(Source document)
────────────────────────────────────────

Just last Thursday, I ran a column pleading with President Enrique Peña Nieto to reconsider his appearance at the United Nations General Assembly Special Session (UNGASS) on drug policies. In Germany last week. it was announced that Foreign Relations Secretary Claudia Ruiz Massieu would replace him to explain the nation’s anti-drug policies.
Perhaps far more influential than my humble column convincing President Peña Nieto to travel to New York was a special article published in the daily El Universal by Colombian President Juan Manuel Santos called “UNGASS, an Opportunity We Just Can’t Miss.”
Though neither Peña Nieto nor Mexico was mentioned by President Santos, the problems caused in Colombia by organized drug traffickers are only too similar to the ones in Mexico. In both nations the repression of marijuana and cocaine has brought about a high mortality rate of government officials, not to mention the literally tens of thousands of victims killed in the rather obscure wars between criminal groups fighting for territorial control.
But there were also many questions surrounding President Peña Nieto’s incomprehensible refusal to attend UNGASS and perhaps the one that hit the closest to home is that the UNGASS meetings were a brainchild of the 2006-2012 Felipe Calderón administration.
True to Institutional Revolutionary Party (PRI) presidential tradition, Peña Nieto followed what pundits consider “the actions of the stinko of the past,” which being the president immediately relieved him of the visit. It was only natural for Peña Nieto to follow suit on tradition, but that is something presidents can do in Mexico, not regarding the nation’s participation in UN affairs.
Be that as it may, the president did fly to New York to speak at UNGASS, where he presented his top ten priorities to improve the nation’s drug interdiction policies.
Also there was curiosity in knowing his present stance on marijuana, given that in the past three months his administration sponsored several public symposia in which experts in different fields of law and medicine were for the most part in agreement that the hemp be legalized.
Previously, Peña Nieto had always said “no” to legalization, but last year, in a strange personal anecdote, he was approached by his children who afterwards hinted that maybe marijuana could be legalized. Peña Nieto says they asked him, “Dad, does that mean we can light up a joint at home?”
This is a question that also poses parents a problem.
In Tuesday’s speech it was clear the president changed his tone from “no” to “somewhat,” leaning for the point of view of legalizing medical use and opening the ban on labs to process grass for pharmaceutical production. That’s a step forward.

────────────────────────────────────────

(Source data)
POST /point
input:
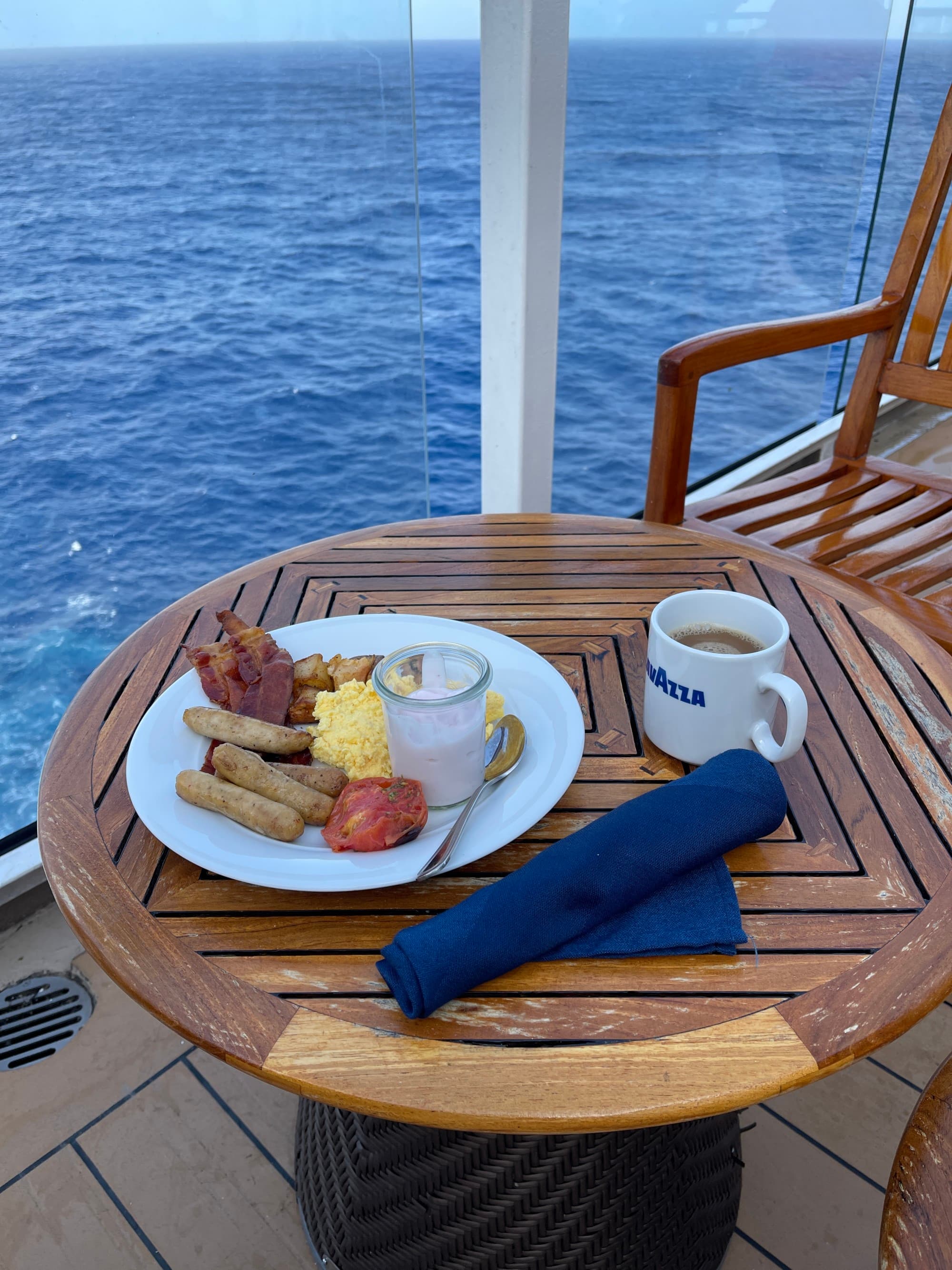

────────────────────────────────────────

(Work to complete)
Reproduce the column on Peña Nieto and UNGASS word for word, starting with "In Tuesday’s speech" and going on through "a step forward.". The data plays no part in this work.

(Response to this task)
In Tuesday’s speech it was clear the president changed his tone from “no” to “somewhat,” leaning for the point of view of legalizing medical use and opening the ban on labs to process grass for pharmaceutical production. That’s a step forward.